# Required tasks
1. Repeat the part of the passage on money that opens with the words containing "Money may be" and closes with "in social development.".
2. Say whether each statement agrees with the passage on money. Answer yes or no, and quote the words from the passage that decide it.
(a) The Society began its research on inflation in 1979.
(b) The study's results were published as a two part article in "The Hindu".
(c) In Serbia, inflation was brought down to single digit levels within one or two months.
3. List every role or membership that the passage on money gives for Dr. Dragoslav Avramovic.

--- Begin Text extract ---

Money may be considered the single greatest organizational invention of the past five thousand years comparable in its impact to that of language and the Internet. The emergence of money as a preeminent social institution vividly illustrates the central role of organization in the process of social development. MSS is engaged in a major research project examining the theoretical and historical foundations for the social institution of money as an application of development theory. The research includes an examination of the underlying social causes of inflation, the factors leading to the onset of the Great Depression, as well as the Japanese and East Asian financial crises. In 2007, the Society began preparing the first draft of a book presenting its theoretical perspective on the nature and role of money in social development.
In 1979 the Society undertook a research project to examine the primary causes underlying the high rates of inflation that frequently accompany rapid economic development. The study found that the greater stress on basic human rights and increasing social importance given to the common man indirectly contributed to higher rates of inflation. The results of the study, which were published as a four part article in "The Hindu" and sent to leading economists around the world, suggest that there is an inverse relationship between the purchasing power of currency and the social value accorded to the common man. Click on the images to see the enlarged views
In the aftermath of the war in Yugoslavia and the blockage of Serbia by Western powers, Serbia suffered from hyperinflation in the range of one million percent, perhaps the highest level ever recorded anywhere. After discussions with society staff, Dr. Dragoslav Avramovic, former Director of the Brandt Commission and a member of ICPF, was appointed as President of the Federal Bank of Yugoslavia. Applying a strategy proposed by a Russian Commission member during Gorbachev Foundation Conference, inflation was brought down to single digit levels within one or two weeks in Serbia, a previously unimaginable achievement. Read the Alternative strategy in Yugoslavia.

--- End Text extract ---
--- Begin Data excerpts ---

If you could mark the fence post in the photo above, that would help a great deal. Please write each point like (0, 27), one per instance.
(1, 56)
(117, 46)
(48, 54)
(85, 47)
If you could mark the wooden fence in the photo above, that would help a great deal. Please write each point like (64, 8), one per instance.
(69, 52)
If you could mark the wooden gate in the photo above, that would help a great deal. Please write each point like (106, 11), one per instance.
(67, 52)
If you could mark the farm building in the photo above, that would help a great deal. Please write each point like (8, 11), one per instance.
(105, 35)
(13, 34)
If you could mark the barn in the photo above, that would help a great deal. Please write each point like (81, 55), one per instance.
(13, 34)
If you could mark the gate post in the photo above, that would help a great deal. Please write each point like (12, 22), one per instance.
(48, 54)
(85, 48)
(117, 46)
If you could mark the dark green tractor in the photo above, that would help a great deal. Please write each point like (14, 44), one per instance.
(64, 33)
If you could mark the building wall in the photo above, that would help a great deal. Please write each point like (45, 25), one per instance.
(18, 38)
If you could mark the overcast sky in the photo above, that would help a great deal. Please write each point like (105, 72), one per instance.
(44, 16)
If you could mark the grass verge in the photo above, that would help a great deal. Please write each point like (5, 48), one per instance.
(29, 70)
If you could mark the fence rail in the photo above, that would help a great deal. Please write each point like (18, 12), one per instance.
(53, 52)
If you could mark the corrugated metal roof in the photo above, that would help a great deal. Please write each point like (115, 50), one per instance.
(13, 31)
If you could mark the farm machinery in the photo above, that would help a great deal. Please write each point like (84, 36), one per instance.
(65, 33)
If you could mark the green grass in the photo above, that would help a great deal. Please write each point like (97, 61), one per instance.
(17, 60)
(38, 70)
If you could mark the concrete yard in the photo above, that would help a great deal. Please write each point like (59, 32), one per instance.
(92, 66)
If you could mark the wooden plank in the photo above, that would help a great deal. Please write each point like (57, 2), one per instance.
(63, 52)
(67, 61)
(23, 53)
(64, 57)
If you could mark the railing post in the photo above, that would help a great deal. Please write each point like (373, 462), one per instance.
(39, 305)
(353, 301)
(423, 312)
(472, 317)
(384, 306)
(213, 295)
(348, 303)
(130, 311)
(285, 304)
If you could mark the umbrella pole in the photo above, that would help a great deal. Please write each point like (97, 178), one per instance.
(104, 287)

--- End Data excerpts ---

# Final results
1.
Money may be considered the single greatest organizational invention of the past five thousand years comparable in its impact to that of language and the Internet. The emergence of money as a preeminent social institution vividly illustrates the central role of organization in the process of social development. MSS is engaged in a major research project examining the theoretical and historical foundations for the social institution of money as an application of development theory. The research includes an examination of the underlying social causes of inflation, the factors leading to the onset of the Great Depression, as well as the Japanese and East Asian financial crises. In 2007, the Society began preparing the first draft of a book presenting its theoretical perspective on the nature and role of money in social development.

2.
(a) Yes: "In 1979 the Society undertook a research project to examine the primary causes underlying the high rates of inflation"
(b) No: "published as a four part article in "The Hindu""
(c) No: "inflation was brought down to single digit levels within one or two weeks in Serbia"

3.
- former Director of the Brandt Commission
- member of ICPF
- President of the Federal Bank of Yugoslavia